__WORK INSTRUCTIONS__:
Exactly as written, print each record in the listing.
** START **
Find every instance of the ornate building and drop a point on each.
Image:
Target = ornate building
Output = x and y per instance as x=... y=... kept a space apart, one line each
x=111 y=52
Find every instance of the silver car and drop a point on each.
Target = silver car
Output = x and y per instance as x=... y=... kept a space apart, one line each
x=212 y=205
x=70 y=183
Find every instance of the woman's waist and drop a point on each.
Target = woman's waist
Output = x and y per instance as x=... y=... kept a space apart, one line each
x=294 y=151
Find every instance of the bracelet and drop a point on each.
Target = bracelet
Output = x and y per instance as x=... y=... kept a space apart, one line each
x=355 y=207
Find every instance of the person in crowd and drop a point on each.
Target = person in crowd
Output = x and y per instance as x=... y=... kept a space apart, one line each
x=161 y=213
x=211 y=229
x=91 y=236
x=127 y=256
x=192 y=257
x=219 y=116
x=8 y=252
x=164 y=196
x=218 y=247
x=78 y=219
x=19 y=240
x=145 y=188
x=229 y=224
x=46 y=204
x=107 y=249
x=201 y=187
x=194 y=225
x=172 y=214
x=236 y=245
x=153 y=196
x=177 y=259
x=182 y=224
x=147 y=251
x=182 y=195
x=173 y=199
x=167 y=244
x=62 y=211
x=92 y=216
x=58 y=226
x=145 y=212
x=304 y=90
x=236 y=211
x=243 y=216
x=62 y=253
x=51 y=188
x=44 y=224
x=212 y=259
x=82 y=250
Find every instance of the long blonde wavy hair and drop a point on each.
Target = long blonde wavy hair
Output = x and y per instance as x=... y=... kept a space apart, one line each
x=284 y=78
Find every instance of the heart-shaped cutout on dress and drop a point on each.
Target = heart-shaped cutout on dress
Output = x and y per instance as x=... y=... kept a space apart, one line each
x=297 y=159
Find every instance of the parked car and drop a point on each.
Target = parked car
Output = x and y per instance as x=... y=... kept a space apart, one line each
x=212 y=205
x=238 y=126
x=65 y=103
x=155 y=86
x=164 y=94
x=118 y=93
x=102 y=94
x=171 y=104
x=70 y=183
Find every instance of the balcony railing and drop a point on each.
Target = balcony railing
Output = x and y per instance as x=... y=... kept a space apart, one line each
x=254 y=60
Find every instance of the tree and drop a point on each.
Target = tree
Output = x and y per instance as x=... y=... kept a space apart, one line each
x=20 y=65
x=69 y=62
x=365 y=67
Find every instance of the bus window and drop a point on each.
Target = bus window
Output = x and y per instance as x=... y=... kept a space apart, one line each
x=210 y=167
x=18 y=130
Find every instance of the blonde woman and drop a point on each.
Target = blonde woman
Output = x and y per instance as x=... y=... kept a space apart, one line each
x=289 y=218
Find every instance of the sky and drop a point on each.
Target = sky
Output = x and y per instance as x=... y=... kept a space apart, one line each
** END **
__ANSWER BELOW__:
Find every instance of the ornate building and drop a point on each.
Image:
Target = ornate building
Output = x and y per instance as x=... y=... kept a space apart, one line each
x=111 y=52
Find every instance of the silver car and drop a point on each.
Target = silver car
Output = x and y per instance as x=... y=... kept a space apart, one line each
x=212 y=205
x=70 y=183
Find every instance of the woman's waist and drop a point on each.
Target = woman's waist
Output = x and y per instance as x=... y=... kept a space apart, one line each
x=294 y=151
Find every instance of the bracelet and drop a point on each.
Target = bracelet
Output = x and y per instance as x=... y=... kept a space apart, one line each
x=355 y=207
Find every instance of the person in crowd and drop a point on each.
Target = person in crowd
Output = x and y per instance as x=... y=... kept a space apart, one line each
x=161 y=213
x=211 y=229
x=91 y=236
x=127 y=256
x=192 y=257
x=219 y=116
x=8 y=252
x=164 y=196
x=218 y=247
x=78 y=219
x=19 y=240
x=145 y=188
x=229 y=224
x=46 y=204
x=107 y=249
x=201 y=187
x=194 y=225
x=172 y=214
x=236 y=245
x=153 y=196
x=177 y=259
x=182 y=224
x=147 y=251
x=182 y=195
x=173 y=199
x=167 y=244
x=62 y=211
x=92 y=216
x=58 y=226
x=145 y=212
x=304 y=90
x=236 y=211
x=243 y=216
x=62 y=253
x=51 y=188
x=44 y=224
x=212 y=259
x=82 y=250
Find every instance of the long blonde wavy hair and drop a point on each.
Target = long blonde wavy hair
Output = x and y per instance as x=... y=... kept a space apart, one line each
x=284 y=78
Find every instance of the heart-shaped cutout on dress and drop a point on each.
Target = heart-shaped cutout on dress
Output = x and y per instance as x=... y=... kept a space apart, one line each
x=297 y=159
Find every instance of the parked car and drop a point on each.
Target = parked car
Output = x and y per instance as x=... y=... kept a space apart, one line each
x=212 y=205
x=238 y=126
x=65 y=103
x=155 y=86
x=164 y=94
x=118 y=93
x=102 y=94
x=171 y=104
x=70 y=183
Find every instance of the balcony railing and drop a point on each.
Target = balcony railing
Output = x and y per instance as x=... y=... kept a space apart, one line each
x=254 y=60
Find every instance of the tree and drop a point on each.
Target = tree
Output = x and y per instance as x=... y=... kept a space apart, one line each
x=20 y=65
x=69 y=62
x=365 y=67
Find every instance of the bus window and drop a point on each.
Target = bus window
Output = x and y per instance as x=... y=... kept a space apart, one line each
x=210 y=167
x=18 y=130
Find every instance of the blonde woman and drop a point on each.
Target = blonde woman
Output = x and y per instance as x=... y=... kept a space apart, one line each
x=289 y=218
Find every instance of the sky and drop a point on each.
Target = sky
Output = x and y per instance as x=... y=... kept a space apart, one line each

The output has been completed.